> Aim of the exercise: Rewrite the listing below, starting at the line that contains "of the helmet" and ending at the last line of the listing, replacing "instance" with "occurrence" and keeping everything else the same. Leave the pictures out of your answer.

══ Records shown

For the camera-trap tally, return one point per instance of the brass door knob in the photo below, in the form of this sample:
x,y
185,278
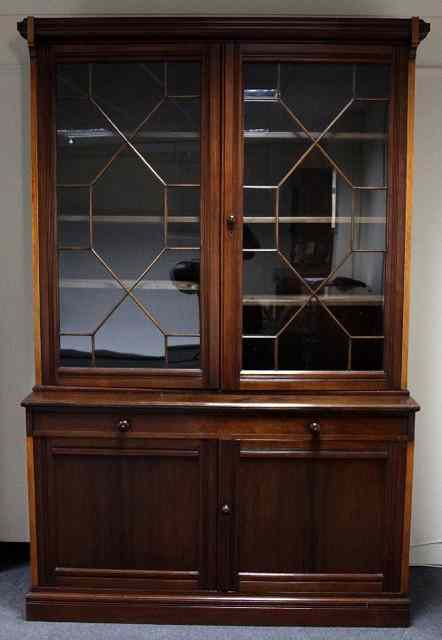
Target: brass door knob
x,y
315,428
123,425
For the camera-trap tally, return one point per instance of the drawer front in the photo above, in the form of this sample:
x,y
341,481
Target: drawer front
x,y
312,426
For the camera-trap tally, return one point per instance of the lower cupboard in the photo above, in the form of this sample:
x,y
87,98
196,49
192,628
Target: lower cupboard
x,y
260,524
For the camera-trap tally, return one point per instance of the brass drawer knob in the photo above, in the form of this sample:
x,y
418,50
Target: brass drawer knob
x,y
123,425
231,221
315,428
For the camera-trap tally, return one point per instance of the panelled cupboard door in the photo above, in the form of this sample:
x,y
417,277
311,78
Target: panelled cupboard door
x,y
317,206
138,514
306,519
133,214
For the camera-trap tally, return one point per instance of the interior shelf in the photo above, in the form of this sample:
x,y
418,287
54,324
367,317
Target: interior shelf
x,y
347,299
122,219
301,135
137,219
315,219
103,136
151,285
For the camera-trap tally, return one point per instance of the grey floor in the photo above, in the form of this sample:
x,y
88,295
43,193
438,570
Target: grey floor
x,y
426,624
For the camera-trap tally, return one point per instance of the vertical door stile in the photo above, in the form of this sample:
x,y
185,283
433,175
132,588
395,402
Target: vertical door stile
x,y
232,162
227,516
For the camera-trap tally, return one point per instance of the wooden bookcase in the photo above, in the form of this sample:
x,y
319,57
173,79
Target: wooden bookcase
x,y
220,431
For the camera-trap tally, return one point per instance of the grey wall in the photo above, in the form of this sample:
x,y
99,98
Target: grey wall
x,y
16,348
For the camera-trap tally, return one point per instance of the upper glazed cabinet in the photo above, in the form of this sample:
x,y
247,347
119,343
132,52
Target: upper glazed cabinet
x,y
225,210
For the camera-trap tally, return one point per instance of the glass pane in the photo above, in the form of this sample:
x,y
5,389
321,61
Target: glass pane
x,y
72,81
268,279
75,351
258,354
73,204
370,220
127,93
85,142
128,228
183,353
372,81
320,208
169,141
357,143
313,342
183,79
128,170
315,209
88,292
316,93
129,339
259,203
274,142
170,292
367,355
266,319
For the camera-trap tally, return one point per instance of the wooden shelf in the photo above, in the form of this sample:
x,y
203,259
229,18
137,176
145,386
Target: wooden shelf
x,y
105,136
301,135
314,219
347,299
136,219
145,285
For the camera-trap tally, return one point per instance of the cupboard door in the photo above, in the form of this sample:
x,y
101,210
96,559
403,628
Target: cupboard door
x,y
138,514
319,519
137,217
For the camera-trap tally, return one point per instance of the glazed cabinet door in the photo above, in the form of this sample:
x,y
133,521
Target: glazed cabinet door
x,y
313,245
311,518
138,514
131,215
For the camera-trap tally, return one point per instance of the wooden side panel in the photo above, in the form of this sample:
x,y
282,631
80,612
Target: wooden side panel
x,y
32,508
408,217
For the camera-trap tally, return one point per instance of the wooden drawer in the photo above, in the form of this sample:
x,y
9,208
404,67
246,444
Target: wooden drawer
x,y
311,426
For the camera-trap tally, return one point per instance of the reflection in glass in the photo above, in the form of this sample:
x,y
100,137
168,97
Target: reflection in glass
x,y
313,342
367,355
129,339
75,351
88,292
258,354
73,205
183,353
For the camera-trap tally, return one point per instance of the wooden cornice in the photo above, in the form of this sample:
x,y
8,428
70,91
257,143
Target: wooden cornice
x,y
302,29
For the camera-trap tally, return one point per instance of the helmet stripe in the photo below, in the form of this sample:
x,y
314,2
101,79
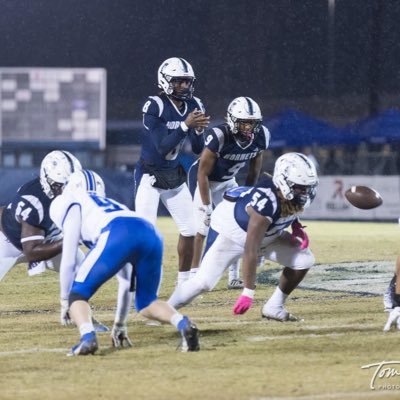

════

> Result for this task:
For the camera-trap tally, return one point per occurrence of the helmet stripe in the photo below, in the form of this sample:
x,y
314,2
101,79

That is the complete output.